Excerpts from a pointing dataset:
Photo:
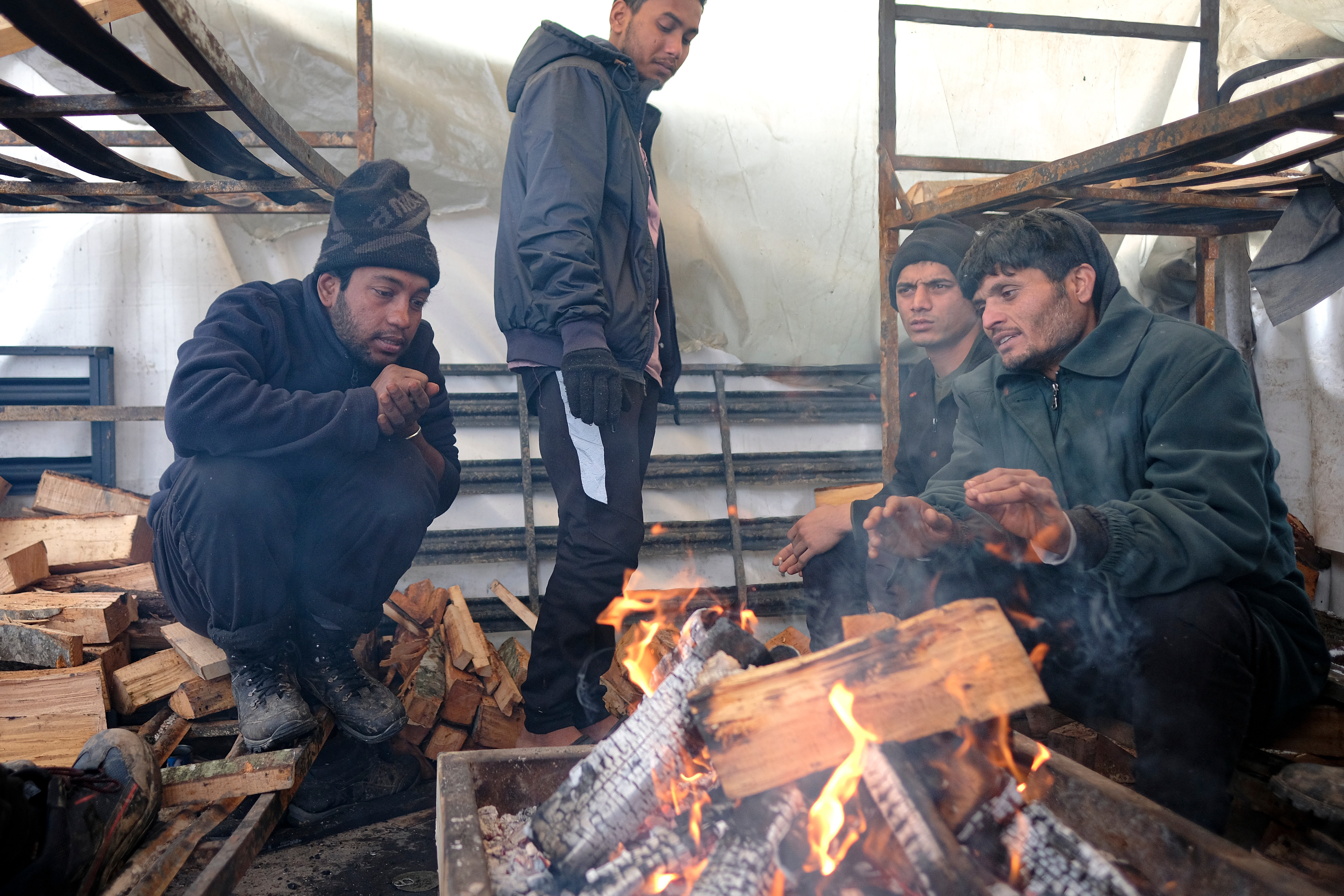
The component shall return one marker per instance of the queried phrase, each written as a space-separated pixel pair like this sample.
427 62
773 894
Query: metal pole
525 443
732 487
365 73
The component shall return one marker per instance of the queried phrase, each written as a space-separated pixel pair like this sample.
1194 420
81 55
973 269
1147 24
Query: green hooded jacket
1160 453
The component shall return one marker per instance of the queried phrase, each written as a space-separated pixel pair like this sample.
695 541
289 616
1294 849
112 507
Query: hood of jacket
552 42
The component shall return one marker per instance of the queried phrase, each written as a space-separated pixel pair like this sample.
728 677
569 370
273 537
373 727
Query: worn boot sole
288 731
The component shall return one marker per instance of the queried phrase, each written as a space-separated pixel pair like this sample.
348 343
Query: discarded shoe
1315 789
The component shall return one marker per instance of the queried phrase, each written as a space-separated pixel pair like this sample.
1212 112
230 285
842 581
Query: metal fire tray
1175 855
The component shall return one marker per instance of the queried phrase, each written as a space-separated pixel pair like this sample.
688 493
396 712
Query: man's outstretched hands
402 397
906 527
1023 503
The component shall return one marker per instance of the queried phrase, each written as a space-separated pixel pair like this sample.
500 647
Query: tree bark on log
744 860
608 797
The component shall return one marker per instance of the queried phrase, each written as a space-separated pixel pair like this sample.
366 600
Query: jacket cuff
1093 535
582 334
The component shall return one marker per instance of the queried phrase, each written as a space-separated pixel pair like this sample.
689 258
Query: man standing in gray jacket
582 296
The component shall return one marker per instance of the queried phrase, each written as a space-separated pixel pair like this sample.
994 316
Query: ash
514 858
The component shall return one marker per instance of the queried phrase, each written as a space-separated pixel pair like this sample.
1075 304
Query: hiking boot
271 707
1315 789
96 815
350 772
363 707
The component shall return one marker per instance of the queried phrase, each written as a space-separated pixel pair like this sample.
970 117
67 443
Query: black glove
593 386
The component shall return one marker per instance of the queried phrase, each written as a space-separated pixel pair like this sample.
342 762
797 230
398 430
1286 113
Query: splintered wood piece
742 863
62 493
201 653
99 617
80 543
862 626
506 691
791 637
932 850
445 739
613 790
515 657
148 680
23 567
38 647
425 696
955 664
216 780
199 698
498 731
515 605
463 698
139 577
472 635
46 715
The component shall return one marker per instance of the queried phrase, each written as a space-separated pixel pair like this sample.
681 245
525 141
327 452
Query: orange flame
826 819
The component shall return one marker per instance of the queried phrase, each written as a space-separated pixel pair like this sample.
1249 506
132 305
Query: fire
826 819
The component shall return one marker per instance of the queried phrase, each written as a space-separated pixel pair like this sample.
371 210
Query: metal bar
1056 25
525 444
365 76
1242 123
156 189
1167 198
185 29
260 207
103 436
111 104
730 485
963 166
324 139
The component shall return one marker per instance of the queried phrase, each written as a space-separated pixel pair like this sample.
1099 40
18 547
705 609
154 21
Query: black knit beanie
939 240
378 221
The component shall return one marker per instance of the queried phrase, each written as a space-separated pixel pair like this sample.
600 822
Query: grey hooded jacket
574 264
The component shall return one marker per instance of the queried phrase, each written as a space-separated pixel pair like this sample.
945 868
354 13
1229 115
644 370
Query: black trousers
599 542
1194 671
242 546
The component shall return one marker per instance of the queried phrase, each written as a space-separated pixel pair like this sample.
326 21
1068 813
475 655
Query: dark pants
242 546
1194 671
599 542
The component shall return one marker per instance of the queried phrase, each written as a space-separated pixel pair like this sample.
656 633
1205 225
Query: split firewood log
612 792
744 860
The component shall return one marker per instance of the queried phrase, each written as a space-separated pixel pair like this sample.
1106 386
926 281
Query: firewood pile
881 765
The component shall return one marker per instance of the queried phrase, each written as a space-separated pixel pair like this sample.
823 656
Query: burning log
744 860
927 675
608 797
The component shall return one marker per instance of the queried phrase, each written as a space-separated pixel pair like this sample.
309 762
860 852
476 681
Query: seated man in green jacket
1117 460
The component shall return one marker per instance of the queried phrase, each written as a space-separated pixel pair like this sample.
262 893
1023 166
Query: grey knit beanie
378 221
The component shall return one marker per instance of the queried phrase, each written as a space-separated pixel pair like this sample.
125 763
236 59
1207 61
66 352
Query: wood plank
62 493
257 773
199 698
515 605
201 653
81 543
23 567
139 577
99 617
463 698
38 647
148 680
48 715
771 726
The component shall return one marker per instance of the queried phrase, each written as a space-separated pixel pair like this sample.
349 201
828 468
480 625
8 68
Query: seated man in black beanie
315 445
828 546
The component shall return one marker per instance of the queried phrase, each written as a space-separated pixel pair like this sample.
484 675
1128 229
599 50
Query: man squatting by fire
1124 453
828 546
585 304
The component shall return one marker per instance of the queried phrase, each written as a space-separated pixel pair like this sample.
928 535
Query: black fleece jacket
264 375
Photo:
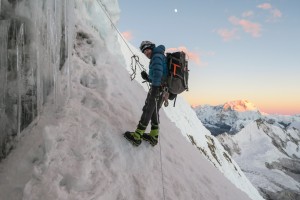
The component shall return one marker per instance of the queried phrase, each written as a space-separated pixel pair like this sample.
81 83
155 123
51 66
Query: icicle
20 76
3 78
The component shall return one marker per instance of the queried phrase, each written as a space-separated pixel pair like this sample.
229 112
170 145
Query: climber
157 75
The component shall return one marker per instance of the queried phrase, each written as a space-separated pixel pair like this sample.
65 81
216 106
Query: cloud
275 13
249 27
127 35
228 35
191 55
265 6
248 13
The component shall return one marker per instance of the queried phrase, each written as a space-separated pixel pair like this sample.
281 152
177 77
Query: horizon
242 50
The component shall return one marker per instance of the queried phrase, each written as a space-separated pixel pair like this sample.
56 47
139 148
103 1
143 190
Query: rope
133 57
161 166
162 172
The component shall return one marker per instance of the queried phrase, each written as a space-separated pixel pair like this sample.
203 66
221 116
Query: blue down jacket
158 66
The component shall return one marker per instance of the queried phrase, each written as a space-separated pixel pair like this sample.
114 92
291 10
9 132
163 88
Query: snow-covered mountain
233 116
74 148
266 147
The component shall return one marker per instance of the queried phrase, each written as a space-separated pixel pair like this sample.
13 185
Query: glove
155 90
145 76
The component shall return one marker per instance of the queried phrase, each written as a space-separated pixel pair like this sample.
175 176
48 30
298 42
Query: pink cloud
127 35
265 6
248 13
191 55
249 27
276 13
228 35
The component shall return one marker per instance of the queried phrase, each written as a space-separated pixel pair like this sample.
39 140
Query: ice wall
36 44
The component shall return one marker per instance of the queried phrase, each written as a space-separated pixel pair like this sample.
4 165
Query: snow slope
78 151
269 156
266 147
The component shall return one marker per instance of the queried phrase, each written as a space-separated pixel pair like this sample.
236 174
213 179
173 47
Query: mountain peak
240 106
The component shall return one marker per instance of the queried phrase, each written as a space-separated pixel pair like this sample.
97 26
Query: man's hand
145 76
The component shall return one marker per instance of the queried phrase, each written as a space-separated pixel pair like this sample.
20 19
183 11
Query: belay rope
134 61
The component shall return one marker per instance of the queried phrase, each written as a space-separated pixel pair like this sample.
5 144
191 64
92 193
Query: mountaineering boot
152 137
135 137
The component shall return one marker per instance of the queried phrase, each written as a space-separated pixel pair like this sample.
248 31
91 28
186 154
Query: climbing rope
134 62
134 58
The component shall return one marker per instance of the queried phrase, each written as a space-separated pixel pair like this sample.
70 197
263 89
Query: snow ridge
78 152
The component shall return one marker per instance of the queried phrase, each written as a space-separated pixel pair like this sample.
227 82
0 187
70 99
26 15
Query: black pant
151 107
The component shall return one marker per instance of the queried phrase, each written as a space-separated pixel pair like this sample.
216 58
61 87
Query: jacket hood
159 49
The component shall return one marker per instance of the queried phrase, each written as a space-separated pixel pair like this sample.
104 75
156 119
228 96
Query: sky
245 49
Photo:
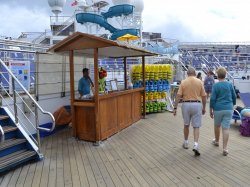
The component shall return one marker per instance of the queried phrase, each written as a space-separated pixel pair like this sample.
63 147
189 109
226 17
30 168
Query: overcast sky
187 21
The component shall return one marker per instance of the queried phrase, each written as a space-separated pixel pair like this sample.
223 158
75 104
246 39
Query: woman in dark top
199 76
208 83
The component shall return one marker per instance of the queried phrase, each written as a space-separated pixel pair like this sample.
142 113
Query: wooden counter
114 112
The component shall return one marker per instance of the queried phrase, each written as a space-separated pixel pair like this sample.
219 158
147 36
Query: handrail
32 99
226 71
65 24
2 134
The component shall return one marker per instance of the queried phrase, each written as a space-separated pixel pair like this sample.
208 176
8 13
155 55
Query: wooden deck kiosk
97 119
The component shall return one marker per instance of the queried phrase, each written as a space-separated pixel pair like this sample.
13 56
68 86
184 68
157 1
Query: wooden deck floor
148 153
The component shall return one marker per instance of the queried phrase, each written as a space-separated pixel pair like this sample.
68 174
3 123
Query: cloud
188 21
198 20
20 19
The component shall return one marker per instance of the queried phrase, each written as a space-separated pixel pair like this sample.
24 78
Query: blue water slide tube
119 10
122 32
94 18
162 49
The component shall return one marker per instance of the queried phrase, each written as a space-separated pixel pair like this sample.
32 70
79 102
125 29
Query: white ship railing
16 109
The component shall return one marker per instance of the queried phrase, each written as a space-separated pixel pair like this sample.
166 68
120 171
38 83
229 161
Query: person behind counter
84 84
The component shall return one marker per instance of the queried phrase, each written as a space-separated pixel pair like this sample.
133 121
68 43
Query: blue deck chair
245 98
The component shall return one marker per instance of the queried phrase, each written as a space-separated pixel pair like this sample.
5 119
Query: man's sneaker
215 143
196 150
185 145
225 152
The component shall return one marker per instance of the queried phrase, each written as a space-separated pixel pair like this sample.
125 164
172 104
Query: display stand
105 115
157 77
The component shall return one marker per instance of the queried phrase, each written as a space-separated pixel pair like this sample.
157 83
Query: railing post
38 131
14 98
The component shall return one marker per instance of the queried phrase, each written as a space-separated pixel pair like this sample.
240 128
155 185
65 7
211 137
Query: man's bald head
191 71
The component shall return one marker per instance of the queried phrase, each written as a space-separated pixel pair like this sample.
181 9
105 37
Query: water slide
101 20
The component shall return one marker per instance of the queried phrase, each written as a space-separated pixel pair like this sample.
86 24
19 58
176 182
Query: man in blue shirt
84 83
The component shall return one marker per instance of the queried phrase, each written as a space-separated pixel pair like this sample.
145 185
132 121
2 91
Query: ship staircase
19 128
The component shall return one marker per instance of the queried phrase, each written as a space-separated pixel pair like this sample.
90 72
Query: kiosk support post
144 85
98 129
72 90
125 73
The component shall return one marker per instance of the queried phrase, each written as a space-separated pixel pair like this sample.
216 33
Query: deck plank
117 182
101 166
98 176
15 177
149 153
87 166
46 167
53 160
59 162
22 176
66 162
73 164
80 165
6 179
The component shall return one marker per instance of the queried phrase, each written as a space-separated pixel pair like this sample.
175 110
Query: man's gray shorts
192 113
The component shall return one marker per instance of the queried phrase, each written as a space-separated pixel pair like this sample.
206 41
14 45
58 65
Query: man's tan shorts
192 113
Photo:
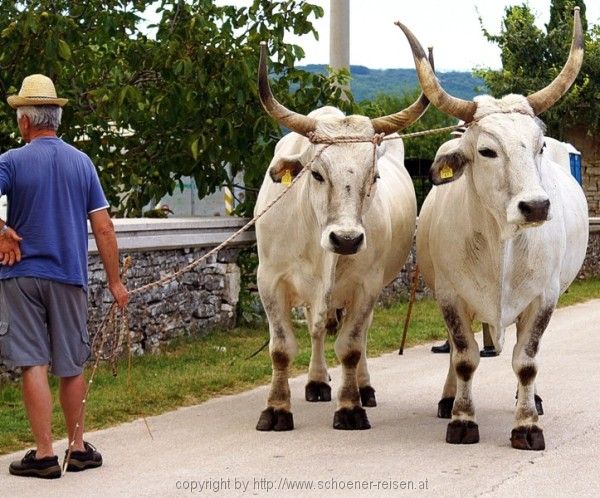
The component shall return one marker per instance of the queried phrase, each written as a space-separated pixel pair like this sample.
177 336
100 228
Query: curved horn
296 122
545 98
396 122
462 109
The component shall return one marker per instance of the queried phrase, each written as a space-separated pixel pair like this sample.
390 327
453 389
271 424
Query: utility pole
339 34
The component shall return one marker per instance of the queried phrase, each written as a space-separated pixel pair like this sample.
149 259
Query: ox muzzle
344 241
529 211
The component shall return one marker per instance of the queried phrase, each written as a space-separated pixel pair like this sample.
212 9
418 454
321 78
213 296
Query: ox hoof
317 391
538 405
527 438
275 420
351 419
462 432
445 407
367 396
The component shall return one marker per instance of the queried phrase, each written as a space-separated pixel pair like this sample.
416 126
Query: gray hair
41 117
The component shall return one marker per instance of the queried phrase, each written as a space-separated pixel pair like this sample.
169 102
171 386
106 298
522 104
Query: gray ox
332 242
502 240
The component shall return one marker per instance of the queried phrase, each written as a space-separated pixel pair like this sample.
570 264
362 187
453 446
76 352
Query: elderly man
52 189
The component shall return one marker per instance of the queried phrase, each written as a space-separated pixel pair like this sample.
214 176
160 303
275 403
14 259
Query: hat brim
15 101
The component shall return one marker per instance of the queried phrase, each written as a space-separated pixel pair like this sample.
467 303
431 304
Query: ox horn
545 98
296 122
396 122
462 109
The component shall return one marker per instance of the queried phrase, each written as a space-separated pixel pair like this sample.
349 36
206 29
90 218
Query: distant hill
367 83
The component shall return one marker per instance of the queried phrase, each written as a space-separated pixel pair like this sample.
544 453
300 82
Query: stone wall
200 300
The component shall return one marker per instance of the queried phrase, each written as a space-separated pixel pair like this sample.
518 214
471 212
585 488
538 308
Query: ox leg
526 434
282 347
367 393
349 345
448 394
464 360
317 388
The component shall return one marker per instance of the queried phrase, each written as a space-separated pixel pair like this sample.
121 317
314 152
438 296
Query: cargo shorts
43 322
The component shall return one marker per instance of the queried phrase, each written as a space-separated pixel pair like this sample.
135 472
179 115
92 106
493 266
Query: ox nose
535 210
343 244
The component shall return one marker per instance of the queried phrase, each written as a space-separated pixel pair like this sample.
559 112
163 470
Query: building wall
590 151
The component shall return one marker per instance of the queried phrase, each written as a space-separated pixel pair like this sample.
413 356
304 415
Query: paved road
214 448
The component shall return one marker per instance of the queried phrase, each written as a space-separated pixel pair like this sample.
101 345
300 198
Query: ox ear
447 168
289 165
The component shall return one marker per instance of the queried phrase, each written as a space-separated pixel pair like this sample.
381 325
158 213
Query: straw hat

» WHAT NEEDS TO BE DONE:
How many lines of the records above contain the word "water"? Give only the number.

» FINAL ANSWER:
2